What is expected:
Please retype, word for word, the stretch of the passage below about the Akron newsroom from "So maybe it’s" through "a sinking ship.".

Document excerpt:
»»

The newspaper conducted focus groups, and night after night I listened to tale after tale of a profound anxiety—of debt and uncertainty and diminished expectations. There was hope too, but of a ragged and stubborn sort. I wrote about people in bankruptcy and people who’d lost once-secure manufacturing jobs and people who worried they’d never be able to retire and people burdened with student-loan debt. I stood in a garage with a mother holding back tears as her just-graduated son backed a loaded-down midsize economy car out of the driveway and onto the street where he’d grown up, a street called Bittersweet Lane. This was the last of her three children, her last child to leave, on his way to New York City to test his possibility.
I picked up a ringing telephone two weeks later to learn that her husband had just been laid off, followed by the hardest words of the contemporary American middle class:
“Now what?”
* * *
I conducted this work in a newsroom that was itself living those very concerns. The Beacon Journal had, like all American newspapers in the past dozen years, suffered deeply declining circulation and revenues and severe cutbacks in personnel and resources. A 2012 report identified the newspaper industry as having suffered the worst decline of any American industry between 2007 and 2011. My own newsroom had been hit with the first layoffs in its history in 2001, when the staff was cut via pink slips and buyouts. In 2006, Knight Ridder was purchased by the McClatchy newspaper chain, which immediately jettisoned the twelve lowest-performing newspapers. We were one of them. I’ve never been in a more anxious workplace.
Waiting to find out who’d buy us, the staff in the old newspaper offices heaved with uncertainty and worry. Within a couple of months, the company was purchased by a Canadian publisher, David Black, who, in a memo to the staff, said there would be no layoffs. Almost immediately upon taking ownership, he eliminated 25 percent of the news staff.
When I had joined the paper twelve years before, the newsroom employed around 200 people. When Black took over, the paper was at about 160. After his first round of staff cuts, it was down to about 120.
So maybe it’s not such a surprise that David Knox was able to foresee the coming recession. Reporting on the plight of the middle class from within the Akron newsroom that year was kind of like studying whale depopulation from aboard a sinking ship.
All year, I visited with and wrote about people whose lives reflected the truths of the postindustrial Midwest. It wasn’t an entirely bleak story. It wasn’t as simple as campaign narratives would suggest. Some of the people who’d suffered most had reinvented themselves in remarkable and uplifting ways. Many people—probably most—were carrying on, concerned, but resolute. Most of us felt that we were doing our best within a system that felt dangerous, volatile, strained by conditions that had been maturing over the past generation—the very generation into which I’d been born.
And so, as the election season picked up pace in the fall and the economy was quickly rising to the forefront as the dominant American concern, word spread around the newspaper that another round of staff cuts was coming. The owner would be offering buyouts. This might be the last chance for any of us to get out on our own terms.
I decided to leave.

««

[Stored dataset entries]
»»

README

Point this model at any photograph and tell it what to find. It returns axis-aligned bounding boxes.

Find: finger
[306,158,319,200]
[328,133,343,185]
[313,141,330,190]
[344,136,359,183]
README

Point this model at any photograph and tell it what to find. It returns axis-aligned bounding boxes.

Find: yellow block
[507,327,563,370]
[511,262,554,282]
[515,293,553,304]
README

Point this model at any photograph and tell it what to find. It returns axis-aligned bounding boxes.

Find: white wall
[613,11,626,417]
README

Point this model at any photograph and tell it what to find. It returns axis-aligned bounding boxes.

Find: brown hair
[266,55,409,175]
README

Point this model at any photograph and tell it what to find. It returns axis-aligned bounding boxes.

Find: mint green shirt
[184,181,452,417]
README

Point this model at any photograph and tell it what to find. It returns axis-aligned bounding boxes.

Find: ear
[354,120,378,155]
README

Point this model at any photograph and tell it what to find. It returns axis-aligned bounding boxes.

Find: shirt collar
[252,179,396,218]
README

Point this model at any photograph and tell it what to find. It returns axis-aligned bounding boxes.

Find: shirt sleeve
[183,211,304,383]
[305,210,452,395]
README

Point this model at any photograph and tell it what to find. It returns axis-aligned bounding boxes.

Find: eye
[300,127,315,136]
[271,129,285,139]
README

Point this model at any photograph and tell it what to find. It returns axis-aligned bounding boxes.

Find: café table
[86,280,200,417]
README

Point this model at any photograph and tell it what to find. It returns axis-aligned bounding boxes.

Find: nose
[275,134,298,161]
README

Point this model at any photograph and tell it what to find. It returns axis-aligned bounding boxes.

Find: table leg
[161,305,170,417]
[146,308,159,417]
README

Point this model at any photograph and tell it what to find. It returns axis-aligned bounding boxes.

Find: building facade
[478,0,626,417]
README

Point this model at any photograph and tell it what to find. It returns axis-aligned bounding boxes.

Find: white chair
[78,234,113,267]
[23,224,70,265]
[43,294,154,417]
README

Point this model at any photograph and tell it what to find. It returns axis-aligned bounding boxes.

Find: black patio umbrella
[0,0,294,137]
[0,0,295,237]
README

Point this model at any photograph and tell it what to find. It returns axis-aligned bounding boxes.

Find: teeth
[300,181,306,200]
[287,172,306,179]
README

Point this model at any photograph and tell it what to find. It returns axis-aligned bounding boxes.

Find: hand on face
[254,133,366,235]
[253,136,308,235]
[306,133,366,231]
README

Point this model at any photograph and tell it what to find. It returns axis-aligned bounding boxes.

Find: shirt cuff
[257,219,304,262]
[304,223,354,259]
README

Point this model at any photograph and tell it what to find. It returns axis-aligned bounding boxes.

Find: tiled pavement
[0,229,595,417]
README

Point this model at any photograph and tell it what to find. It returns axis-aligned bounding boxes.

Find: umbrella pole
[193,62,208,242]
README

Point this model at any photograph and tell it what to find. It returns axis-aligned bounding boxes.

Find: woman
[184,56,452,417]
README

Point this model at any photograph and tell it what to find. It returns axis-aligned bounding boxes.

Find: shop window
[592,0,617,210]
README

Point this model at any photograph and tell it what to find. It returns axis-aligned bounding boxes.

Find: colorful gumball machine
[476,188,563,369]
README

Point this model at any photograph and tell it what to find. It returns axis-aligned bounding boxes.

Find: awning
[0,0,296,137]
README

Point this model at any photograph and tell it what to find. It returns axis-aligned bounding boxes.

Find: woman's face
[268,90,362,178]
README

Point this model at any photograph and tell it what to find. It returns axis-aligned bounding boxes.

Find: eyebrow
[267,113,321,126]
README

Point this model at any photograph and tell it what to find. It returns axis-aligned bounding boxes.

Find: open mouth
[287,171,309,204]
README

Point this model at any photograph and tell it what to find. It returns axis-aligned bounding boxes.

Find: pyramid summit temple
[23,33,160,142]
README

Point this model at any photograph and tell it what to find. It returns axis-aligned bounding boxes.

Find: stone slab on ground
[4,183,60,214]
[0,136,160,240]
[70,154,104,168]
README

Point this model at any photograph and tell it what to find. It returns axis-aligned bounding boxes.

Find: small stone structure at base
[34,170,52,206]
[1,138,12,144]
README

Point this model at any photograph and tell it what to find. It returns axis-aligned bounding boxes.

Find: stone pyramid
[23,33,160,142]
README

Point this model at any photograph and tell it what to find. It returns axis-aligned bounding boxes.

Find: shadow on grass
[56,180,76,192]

««

Answer to the problem:
So maybe it’s not such a surprise that David Knox was able to foresee the coming recession. Reporting on the plight of the middle class from within the Akron newsroom that year was kind of like studying whale depopulation from aboard a sinking ship.